▶ **Righe riportate**:
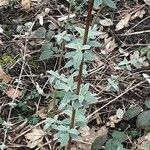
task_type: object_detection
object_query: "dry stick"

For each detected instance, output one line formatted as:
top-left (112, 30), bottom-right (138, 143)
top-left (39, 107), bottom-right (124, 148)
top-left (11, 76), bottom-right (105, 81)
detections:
top-left (118, 30), bottom-right (150, 36)
top-left (66, 0), bottom-right (94, 150)
top-left (87, 80), bottom-right (146, 119)
top-left (91, 6), bottom-right (102, 28)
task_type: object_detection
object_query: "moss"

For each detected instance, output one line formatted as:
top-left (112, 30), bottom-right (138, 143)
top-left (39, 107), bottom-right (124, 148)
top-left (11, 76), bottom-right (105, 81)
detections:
top-left (0, 54), bottom-right (14, 67)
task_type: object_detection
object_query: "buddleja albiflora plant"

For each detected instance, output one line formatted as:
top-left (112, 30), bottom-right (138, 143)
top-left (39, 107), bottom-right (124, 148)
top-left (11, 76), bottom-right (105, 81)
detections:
top-left (44, 0), bottom-right (116, 150)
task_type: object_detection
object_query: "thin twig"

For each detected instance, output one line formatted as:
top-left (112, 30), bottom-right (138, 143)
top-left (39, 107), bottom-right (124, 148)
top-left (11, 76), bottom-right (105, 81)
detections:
top-left (87, 80), bottom-right (146, 119)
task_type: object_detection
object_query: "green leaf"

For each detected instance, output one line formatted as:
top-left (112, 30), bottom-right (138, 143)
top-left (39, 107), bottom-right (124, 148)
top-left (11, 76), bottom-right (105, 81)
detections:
top-left (136, 110), bottom-right (150, 129)
top-left (145, 98), bottom-right (150, 109)
top-left (88, 41), bottom-right (102, 47)
top-left (69, 129), bottom-right (79, 135)
top-left (123, 107), bottom-right (142, 121)
top-left (84, 51), bottom-right (96, 61)
top-left (91, 135), bottom-right (107, 150)
top-left (65, 42), bottom-right (79, 49)
top-left (58, 133), bottom-right (69, 147)
top-left (56, 125), bottom-right (68, 132)
top-left (64, 60), bottom-right (73, 68)
top-left (73, 51), bottom-right (83, 69)
top-left (147, 50), bottom-right (150, 61)
top-left (102, 0), bottom-right (117, 9)
top-left (105, 139), bottom-right (124, 150)
top-left (94, 0), bottom-right (102, 9)
top-left (40, 42), bottom-right (53, 60)
top-left (82, 45), bottom-right (91, 50)
top-left (31, 27), bottom-right (46, 39)
top-left (28, 116), bottom-right (40, 125)
top-left (112, 131), bottom-right (127, 143)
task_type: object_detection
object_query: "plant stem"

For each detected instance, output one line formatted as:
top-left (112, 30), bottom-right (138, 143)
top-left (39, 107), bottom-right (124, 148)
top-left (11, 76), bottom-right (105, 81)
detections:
top-left (68, 0), bottom-right (94, 150)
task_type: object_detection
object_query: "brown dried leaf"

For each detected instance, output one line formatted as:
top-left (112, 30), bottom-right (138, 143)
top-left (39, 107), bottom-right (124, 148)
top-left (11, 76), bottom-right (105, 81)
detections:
top-left (25, 128), bottom-right (44, 148)
top-left (0, 0), bottom-right (9, 6)
top-left (99, 18), bottom-right (113, 27)
top-left (38, 107), bottom-right (47, 119)
top-left (77, 126), bottom-right (108, 150)
top-left (0, 66), bottom-right (11, 83)
top-left (21, 0), bottom-right (31, 10)
top-left (115, 14), bottom-right (131, 31)
top-left (6, 87), bottom-right (22, 99)
top-left (144, 0), bottom-right (150, 6)
top-left (138, 132), bottom-right (150, 150)
top-left (105, 37), bottom-right (117, 53)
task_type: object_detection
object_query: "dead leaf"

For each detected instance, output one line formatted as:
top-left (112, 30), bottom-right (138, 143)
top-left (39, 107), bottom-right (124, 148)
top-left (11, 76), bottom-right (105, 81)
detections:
top-left (21, 0), bottom-right (31, 10)
top-left (58, 14), bottom-right (76, 22)
top-left (25, 128), bottom-right (44, 148)
top-left (0, 66), bottom-right (11, 83)
top-left (105, 37), bottom-right (117, 53)
top-left (115, 14), bottom-right (131, 31)
top-left (6, 87), bottom-right (22, 99)
top-left (99, 18), bottom-right (113, 27)
top-left (107, 115), bottom-right (122, 128)
top-left (137, 132), bottom-right (150, 150)
top-left (0, 0), bottom-right (9, 6)
top-left (38, 107), bottom-right (47, 119)
top-left (144, 0), bottom-right (150, 6)
top-left (130, 9), bottom-right (146, 20)
top-left (77, 126), bottom-right (108, 150)
top-left (99, 32), bottom-right (108, 39)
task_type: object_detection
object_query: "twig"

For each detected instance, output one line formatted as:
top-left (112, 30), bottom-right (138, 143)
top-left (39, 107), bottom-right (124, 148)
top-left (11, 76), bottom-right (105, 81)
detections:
top-left (118, 30), bottom-right (150, 36)
top-left (87, 80), bottom-right (146, 119)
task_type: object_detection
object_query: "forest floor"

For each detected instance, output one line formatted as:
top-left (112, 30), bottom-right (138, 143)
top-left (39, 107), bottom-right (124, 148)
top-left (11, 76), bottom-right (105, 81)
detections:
top-left (0, 0), bottom-right (150, 150)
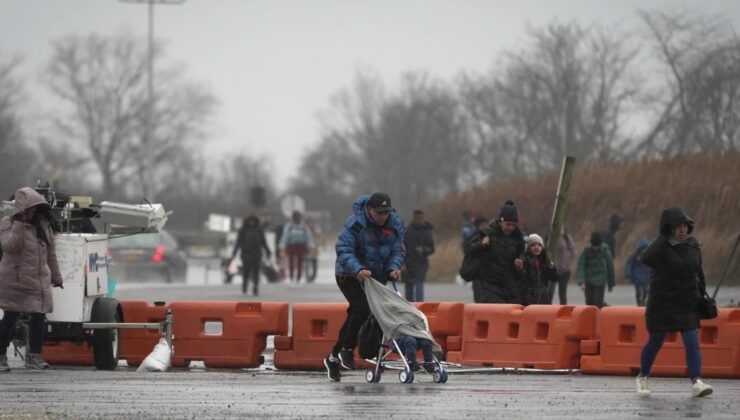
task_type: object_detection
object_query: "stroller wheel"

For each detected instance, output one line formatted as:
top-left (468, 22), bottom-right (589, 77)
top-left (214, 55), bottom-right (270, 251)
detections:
top-left (365, 369), bottom-right (380, 383)
top-left (398, 370), bottom-right (414, 384)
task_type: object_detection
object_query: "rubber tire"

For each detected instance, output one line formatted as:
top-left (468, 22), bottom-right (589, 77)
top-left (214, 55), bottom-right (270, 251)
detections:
top-left (90, 297), bottom-right (123, 370)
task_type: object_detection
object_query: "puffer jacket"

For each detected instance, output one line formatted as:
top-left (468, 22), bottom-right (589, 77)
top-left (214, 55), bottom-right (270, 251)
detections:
top-left (642, 208), bottom-right (704, 332)
top-left (576, 243), bottom-right (614, 287)
top-left (624, 237), bottom-right (650, 286)
top-left (334, 194), bottom-right (406, 284)
top-left (465, 219), bottom-right (524, 303)
top-left (0, 188), bottom-right (62, 313)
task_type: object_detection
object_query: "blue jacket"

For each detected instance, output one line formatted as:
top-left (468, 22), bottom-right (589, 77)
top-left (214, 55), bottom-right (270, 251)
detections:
top-left (624, 237), bottom-right (650, 286)
top-left (335, 194), bottom-right (406, 283)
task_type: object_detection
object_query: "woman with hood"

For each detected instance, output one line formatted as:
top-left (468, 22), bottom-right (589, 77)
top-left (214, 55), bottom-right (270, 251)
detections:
top-left (231, 215), bottom-right (270, 296)
top-left (0, 187), bottom-right (62, 372)
top-left (637, 208), bottom-right (713, 397)
top-left (624, 236), bottom-right (650, 306)
top-left (465, 201), bottom-right (524, 303)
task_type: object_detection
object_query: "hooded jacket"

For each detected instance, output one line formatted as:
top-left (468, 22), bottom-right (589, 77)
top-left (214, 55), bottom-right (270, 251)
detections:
top-left (334, 194), bottom-right (406, 284)
top-left (465, 219), bottom-right (524, 303)
top-left (624, 237), bottom-right (650, 286)
top-left (0, 187), bottom-right (62, 313)
top-left (642, 208), bottom-right (704, 332)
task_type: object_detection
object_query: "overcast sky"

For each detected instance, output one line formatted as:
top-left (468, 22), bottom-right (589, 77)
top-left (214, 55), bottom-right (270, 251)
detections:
top-left (0, 0), bottom-right (740, 187)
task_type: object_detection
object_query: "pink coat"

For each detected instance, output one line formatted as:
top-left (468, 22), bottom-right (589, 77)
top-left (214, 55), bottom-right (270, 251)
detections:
top-left (0, 188), bottom-right (62, 313)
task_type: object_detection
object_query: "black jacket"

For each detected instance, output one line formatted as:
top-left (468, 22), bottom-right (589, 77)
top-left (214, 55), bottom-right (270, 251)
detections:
top-left (403, 222), bottom-right (434, 279)
top-left (465, 220), bottom-right (524, 303)
top-left (640, 209), bottom-right (704, 332)
top-left (519, 250), bottom-right (558, 305)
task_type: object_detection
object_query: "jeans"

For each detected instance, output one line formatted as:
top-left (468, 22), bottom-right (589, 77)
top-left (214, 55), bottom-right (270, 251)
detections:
top-left (331, 276), bottom-right (370, 356)
top-left (0, 311), bottom-right (46, 354)
top-left (586, 284), bottom-right (606, 308)
top-left (550, 271), bottom-right (570, 305)
top-left (640, 330), bottom-right (701, 381)
top-left (635, 284), bottom-right (650, 306)
top-left (396, 335), bottom-right (434, 363)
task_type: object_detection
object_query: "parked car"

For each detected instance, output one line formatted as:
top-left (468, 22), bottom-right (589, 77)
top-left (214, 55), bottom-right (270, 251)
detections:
top-left (108, 231), bottom-right (188, 283)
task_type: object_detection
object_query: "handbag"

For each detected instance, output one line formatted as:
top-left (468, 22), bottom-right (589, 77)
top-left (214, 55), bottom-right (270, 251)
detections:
top-left (671, 248), bottom-right (718, 319)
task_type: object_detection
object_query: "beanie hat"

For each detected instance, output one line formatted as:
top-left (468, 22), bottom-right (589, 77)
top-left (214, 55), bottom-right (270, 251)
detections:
top-left (527, 233), bottom-right (545, 249)
top-left (498, 200), bottom-right (519, 222)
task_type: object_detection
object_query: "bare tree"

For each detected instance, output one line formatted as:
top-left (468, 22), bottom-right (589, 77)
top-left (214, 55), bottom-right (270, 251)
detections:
top-left (638, 11), bottom-right (740, 156)
top-left (46, 35), bottom-right (215, 199)
top-left (0, 55), bottom-right (37, 196)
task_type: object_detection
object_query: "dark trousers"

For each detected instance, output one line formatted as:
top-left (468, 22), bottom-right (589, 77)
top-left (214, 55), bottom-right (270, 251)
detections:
top-left (242, 258), bottom-right (262, 295)
top-left (0, 311), bottom-right (46, 355)
top-left (635, 284), bottom-right (650, 306)
top-left (586, 284), bottom-right (606, 308)
top-left (640, 330), bottom-right (701, 381)
top-left (331, 276), bottom-right (370, 356)
top-left (550, 271), bottom-right (570, 305)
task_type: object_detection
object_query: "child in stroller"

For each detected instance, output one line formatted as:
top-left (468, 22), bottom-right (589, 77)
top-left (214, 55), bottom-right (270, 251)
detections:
top-left (364, 278), bottom-right (447, 383)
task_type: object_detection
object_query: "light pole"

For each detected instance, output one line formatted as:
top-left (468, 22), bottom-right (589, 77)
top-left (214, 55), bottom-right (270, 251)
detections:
top-left (118, 0), bottom-right (185, 200)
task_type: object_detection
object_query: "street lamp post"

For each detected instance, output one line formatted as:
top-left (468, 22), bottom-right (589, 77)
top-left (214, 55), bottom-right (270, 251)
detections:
top-left (119, 0), bottom-right (185, 200)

▶ **Consegna dell'esercizio**: Per favore, formatta come tabella Markdown le righe che vanno dall'inizio fino a quella che contiene "top-left (91, 6), bottom-right (102, 28)", estremi inclusi, con le colonne "Numero" e "Riga". Ometti le righe vuote e le immagini.

▶ **Soluzione dell'esercizio**:
| Numero | Riga |
|---|---|
| 1 | task_type: object_detection |
| 2 | object_query: "dry stick" |
| 3 | For each detected instance, output one line formatted as: |
| 4 | top-left (112, 30), bottom-right (138, 143) |
| 5 | top-left (39, 107), bottom-right (124, 148) |
| 6 | top-left (11, 76), bottom-right (105, 81) |
| 7 | detections: |
| 8 | top-left (118, 30), bottom-right (150, 36) |
| 9 | top-left (66, 0), bottom-right (94, 150) |
| 10 | top-left (87, 80), bottom-right (146, 119) |
| 11 | top-left (91, 6), bottom-right (102, 28) |